### Work order
Copy each line below exactly as it appears. Pictures are to be omitted.

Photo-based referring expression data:
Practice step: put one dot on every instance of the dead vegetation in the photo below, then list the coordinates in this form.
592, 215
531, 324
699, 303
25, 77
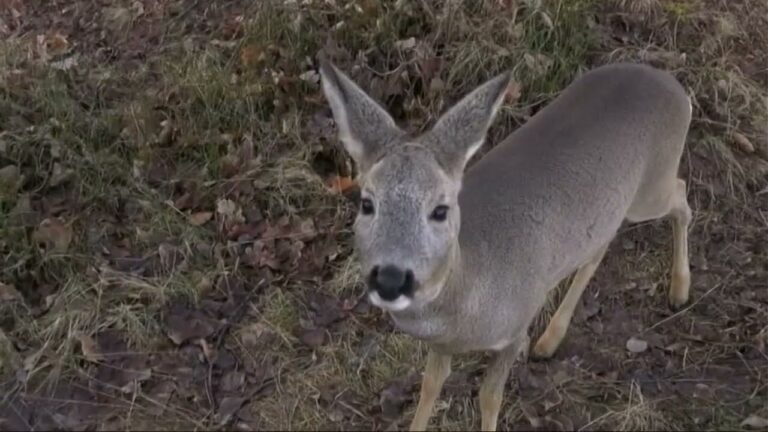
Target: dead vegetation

### Response to the exercise
Practice step: put one dot on every instance of the dead vegetation in the photo below, then list the coordinates in this form.
592, 215
531, 324
699, 303
25, 77
Target: dead vegetation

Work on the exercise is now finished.